What is expected – Each line of the entries below that includes "wheel" belongs in your answer.

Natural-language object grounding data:
=======

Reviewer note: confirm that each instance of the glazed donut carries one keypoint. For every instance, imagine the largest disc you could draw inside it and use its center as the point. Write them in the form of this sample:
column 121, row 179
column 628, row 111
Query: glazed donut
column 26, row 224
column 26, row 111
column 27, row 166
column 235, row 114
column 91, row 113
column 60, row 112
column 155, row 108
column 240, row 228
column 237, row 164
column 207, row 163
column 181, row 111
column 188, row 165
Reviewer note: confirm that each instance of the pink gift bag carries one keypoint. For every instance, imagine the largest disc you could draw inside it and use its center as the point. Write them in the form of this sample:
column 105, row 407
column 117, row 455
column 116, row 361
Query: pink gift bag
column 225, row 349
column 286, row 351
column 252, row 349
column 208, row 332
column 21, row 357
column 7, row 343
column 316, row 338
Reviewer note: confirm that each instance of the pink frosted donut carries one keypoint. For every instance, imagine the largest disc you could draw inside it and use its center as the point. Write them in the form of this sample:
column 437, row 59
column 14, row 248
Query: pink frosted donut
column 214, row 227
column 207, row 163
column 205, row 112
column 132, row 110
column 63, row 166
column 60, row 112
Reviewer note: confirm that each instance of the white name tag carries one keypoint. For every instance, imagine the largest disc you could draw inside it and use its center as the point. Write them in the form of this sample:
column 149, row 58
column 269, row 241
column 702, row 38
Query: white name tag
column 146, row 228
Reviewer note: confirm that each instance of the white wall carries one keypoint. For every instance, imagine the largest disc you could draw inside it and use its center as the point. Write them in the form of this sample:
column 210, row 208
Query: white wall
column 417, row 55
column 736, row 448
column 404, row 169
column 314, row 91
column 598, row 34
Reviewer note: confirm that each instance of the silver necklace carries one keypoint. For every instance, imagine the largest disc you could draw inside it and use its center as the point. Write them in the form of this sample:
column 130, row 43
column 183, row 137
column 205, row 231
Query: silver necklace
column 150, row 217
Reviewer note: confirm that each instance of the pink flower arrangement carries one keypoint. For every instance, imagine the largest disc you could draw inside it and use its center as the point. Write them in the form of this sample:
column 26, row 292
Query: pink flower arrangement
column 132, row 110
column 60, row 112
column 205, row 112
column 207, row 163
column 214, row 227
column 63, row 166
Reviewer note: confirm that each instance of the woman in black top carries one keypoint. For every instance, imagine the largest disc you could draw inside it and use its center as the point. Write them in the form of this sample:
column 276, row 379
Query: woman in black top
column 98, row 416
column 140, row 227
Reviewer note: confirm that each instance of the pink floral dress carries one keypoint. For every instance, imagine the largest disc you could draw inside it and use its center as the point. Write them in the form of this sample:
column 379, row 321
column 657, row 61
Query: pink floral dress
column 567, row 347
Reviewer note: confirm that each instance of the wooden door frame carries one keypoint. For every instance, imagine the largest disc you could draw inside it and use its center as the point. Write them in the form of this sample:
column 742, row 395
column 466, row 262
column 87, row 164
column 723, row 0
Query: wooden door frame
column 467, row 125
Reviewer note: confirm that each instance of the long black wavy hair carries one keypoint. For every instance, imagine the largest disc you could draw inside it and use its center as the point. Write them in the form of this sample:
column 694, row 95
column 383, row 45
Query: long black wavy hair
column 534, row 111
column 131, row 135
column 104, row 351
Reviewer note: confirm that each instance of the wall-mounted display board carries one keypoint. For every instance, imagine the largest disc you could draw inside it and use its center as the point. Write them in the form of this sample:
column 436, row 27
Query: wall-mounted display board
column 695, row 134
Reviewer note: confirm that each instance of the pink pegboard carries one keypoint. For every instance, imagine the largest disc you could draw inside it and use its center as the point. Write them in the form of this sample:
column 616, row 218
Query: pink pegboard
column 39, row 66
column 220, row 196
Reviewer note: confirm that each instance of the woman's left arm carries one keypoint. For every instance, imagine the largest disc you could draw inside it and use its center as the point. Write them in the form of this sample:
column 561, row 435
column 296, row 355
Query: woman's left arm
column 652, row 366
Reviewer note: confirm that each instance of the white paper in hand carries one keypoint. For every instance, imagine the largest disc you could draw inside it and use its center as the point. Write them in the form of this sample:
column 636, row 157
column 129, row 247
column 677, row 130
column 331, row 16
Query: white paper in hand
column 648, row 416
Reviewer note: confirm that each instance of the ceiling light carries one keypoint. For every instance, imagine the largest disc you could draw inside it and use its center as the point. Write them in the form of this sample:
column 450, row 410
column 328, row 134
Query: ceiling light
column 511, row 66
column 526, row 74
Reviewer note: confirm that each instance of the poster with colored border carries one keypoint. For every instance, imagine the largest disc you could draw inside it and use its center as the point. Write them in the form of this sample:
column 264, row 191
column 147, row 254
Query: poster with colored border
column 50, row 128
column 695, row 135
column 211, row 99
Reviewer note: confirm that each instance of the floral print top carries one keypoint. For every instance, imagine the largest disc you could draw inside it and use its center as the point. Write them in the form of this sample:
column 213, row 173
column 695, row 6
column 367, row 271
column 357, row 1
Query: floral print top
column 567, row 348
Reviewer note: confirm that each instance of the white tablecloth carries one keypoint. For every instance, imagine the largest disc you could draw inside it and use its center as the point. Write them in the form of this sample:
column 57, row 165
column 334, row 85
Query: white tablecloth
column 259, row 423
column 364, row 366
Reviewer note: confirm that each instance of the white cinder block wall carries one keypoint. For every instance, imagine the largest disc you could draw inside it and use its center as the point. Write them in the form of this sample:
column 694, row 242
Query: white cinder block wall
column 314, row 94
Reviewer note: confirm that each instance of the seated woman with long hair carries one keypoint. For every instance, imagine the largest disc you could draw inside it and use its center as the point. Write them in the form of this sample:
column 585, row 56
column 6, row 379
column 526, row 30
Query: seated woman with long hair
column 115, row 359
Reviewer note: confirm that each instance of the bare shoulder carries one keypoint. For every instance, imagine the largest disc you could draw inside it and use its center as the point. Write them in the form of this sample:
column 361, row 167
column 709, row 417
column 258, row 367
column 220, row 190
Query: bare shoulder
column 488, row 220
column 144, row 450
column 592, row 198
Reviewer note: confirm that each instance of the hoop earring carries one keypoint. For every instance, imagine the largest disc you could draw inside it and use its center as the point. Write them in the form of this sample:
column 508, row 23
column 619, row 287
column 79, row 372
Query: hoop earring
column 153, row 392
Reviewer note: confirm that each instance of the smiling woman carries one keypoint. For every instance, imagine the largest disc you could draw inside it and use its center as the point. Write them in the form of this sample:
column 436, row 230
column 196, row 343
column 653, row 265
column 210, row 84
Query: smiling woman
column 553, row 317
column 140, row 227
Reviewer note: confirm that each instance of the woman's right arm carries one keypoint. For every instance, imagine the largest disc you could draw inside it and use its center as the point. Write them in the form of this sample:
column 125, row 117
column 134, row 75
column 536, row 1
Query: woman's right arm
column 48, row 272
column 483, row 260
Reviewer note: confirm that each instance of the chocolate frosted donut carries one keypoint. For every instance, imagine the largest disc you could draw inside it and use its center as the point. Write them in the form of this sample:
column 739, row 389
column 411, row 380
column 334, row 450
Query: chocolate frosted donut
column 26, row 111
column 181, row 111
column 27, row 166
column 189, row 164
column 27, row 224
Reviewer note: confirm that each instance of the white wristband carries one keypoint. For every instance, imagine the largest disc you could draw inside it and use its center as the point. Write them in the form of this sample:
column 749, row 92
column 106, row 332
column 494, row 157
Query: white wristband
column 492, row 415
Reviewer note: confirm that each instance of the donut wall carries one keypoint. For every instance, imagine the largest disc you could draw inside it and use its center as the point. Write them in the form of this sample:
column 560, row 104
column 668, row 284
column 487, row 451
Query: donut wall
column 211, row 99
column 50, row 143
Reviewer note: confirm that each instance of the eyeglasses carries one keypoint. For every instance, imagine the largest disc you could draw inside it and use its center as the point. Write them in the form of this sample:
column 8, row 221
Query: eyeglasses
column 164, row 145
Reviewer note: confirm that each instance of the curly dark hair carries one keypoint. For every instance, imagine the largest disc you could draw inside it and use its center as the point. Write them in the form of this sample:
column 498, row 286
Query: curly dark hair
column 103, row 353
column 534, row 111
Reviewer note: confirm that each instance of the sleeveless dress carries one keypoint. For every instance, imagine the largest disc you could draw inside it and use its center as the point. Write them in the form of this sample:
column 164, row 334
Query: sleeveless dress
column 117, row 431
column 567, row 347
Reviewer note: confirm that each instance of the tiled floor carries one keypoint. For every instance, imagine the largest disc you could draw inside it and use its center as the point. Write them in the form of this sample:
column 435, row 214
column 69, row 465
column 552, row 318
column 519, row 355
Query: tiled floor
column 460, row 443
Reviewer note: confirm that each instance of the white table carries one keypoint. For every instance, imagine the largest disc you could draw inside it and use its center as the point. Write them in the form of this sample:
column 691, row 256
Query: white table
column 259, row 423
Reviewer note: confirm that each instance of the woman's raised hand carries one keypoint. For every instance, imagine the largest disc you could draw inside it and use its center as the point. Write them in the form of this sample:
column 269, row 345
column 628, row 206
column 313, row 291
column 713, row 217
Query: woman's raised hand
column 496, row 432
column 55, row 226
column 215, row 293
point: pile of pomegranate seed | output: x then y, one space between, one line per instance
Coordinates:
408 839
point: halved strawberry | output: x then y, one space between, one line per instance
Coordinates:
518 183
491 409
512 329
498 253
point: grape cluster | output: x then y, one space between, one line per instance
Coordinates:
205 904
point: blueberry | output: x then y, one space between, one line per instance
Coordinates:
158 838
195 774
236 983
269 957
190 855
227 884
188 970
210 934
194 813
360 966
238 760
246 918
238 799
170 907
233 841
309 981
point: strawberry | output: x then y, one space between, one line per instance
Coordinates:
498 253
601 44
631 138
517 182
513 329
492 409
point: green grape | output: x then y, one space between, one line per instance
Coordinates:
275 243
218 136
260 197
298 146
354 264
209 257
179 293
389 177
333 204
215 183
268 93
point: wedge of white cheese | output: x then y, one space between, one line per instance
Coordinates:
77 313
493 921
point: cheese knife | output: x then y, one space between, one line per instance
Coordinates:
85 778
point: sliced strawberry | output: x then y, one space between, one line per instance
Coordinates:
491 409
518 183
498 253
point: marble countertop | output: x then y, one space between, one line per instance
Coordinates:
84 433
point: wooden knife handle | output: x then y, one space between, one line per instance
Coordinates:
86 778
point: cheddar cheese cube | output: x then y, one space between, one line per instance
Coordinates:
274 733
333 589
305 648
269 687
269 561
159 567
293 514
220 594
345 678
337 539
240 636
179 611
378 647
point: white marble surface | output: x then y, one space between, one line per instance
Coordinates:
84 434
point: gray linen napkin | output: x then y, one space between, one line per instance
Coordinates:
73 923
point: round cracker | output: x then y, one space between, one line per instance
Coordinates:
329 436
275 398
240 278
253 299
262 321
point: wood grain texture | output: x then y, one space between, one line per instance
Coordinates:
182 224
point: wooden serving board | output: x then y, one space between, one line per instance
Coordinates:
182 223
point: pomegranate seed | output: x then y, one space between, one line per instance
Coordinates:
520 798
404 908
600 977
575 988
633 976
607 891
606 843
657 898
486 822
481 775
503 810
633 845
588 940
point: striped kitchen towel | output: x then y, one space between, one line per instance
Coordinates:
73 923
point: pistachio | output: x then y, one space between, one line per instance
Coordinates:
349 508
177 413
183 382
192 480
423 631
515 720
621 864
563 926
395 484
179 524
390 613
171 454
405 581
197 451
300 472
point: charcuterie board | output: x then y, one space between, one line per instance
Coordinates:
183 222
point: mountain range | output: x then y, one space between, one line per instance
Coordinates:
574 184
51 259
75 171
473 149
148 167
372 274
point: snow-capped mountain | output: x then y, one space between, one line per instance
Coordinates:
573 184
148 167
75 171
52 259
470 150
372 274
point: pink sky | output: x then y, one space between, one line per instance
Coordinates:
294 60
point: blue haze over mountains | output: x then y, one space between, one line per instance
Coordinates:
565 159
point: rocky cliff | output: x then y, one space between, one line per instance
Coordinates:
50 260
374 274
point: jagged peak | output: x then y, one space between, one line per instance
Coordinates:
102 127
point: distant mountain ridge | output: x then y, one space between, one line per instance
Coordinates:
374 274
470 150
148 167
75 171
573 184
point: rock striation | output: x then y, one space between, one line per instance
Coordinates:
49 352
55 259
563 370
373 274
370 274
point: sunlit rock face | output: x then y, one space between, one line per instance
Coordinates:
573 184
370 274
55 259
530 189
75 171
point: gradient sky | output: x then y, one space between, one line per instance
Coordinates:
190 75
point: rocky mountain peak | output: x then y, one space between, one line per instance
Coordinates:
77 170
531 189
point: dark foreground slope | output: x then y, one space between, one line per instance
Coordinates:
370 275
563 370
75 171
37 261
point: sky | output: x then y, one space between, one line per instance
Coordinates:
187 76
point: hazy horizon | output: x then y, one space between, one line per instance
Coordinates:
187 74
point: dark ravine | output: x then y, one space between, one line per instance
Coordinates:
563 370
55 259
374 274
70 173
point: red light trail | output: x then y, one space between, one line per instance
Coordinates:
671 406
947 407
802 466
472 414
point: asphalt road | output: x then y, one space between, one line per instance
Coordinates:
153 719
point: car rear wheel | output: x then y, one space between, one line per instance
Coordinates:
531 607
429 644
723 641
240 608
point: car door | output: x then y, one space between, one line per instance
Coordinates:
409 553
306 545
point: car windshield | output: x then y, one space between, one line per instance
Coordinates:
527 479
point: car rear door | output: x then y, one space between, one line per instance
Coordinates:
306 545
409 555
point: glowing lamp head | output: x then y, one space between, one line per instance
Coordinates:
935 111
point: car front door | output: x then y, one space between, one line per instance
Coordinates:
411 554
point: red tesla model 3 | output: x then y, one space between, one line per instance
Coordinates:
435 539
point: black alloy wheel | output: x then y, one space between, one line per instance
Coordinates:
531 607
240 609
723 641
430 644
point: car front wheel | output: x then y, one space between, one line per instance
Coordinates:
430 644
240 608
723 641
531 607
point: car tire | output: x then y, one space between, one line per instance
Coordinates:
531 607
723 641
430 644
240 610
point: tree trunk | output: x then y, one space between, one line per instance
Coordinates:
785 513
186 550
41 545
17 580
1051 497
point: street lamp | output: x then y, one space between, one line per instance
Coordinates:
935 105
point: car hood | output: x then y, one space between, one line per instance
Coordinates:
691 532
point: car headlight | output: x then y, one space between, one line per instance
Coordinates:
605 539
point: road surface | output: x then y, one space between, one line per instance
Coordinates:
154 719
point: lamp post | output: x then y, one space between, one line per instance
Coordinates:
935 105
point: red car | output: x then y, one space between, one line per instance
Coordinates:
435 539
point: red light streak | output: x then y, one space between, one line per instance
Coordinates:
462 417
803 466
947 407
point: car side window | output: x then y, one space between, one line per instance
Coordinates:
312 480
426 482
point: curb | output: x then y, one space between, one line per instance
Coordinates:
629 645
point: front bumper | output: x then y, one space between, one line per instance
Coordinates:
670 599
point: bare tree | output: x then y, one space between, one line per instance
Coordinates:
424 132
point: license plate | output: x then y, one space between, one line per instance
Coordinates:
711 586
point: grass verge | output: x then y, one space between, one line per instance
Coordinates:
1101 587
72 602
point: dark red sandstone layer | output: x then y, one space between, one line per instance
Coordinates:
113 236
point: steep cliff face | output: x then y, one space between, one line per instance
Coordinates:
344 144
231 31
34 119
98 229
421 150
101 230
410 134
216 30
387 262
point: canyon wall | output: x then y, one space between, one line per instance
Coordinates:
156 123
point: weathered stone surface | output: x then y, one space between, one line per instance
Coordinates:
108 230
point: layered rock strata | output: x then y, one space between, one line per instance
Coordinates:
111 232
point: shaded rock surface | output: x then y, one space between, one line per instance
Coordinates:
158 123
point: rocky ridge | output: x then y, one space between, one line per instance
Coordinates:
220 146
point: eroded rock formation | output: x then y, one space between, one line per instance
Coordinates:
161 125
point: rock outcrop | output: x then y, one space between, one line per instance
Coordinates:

=======

Answer for this exercise –
point: car rear wheel | output: x then y, one space between, one line per instance
point: black alloy wheel | output: x then y, one space between, one line per instance
point: car front wheel | output: x then y, one space between, one line per instance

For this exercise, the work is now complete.